» OBJECTIVE: List each line in the material below that includes the word "strap", copying every such line in full.

┄┄┄┄┄┄┄┄┄┄┄┄┄┄┄┄┄┄┄┄

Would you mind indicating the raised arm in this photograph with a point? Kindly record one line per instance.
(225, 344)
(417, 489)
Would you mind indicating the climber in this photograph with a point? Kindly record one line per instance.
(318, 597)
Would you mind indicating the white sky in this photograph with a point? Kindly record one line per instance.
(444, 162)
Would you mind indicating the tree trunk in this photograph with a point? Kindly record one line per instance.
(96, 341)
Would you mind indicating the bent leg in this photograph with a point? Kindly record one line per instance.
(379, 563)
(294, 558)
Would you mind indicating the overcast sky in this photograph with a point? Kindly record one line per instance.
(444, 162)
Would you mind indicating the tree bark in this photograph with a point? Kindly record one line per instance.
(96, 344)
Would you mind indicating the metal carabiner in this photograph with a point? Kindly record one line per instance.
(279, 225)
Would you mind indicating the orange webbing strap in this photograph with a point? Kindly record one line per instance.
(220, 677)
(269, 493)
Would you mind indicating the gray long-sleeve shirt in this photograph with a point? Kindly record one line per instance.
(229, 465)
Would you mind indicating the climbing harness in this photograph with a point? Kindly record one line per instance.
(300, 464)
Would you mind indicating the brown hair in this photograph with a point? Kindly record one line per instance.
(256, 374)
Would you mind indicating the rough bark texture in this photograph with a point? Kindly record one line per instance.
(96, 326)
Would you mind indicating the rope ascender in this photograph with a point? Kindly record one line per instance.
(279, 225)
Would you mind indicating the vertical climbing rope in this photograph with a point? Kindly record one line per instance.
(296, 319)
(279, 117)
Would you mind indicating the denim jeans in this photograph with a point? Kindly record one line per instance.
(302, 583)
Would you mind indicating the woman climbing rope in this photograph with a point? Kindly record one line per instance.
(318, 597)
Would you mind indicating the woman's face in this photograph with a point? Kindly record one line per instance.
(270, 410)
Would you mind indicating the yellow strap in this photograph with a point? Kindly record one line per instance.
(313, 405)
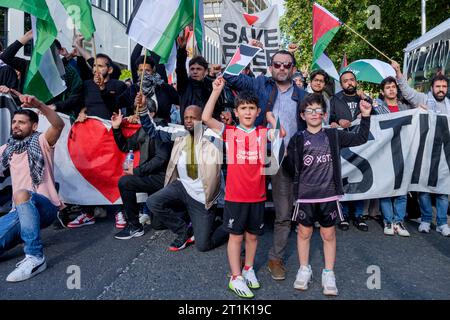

┄┄┄┄┄┄┄┄┄┄┄┄┄┄┄┄┄┄┄┄

» TASK ANSWER:
Would you mind indicating the orange webbing strap in this photograph with a point? Kindly record one line per instance.
Would you mind indicating the yellow strap in this photograph with a point? Kindly record one line per instance.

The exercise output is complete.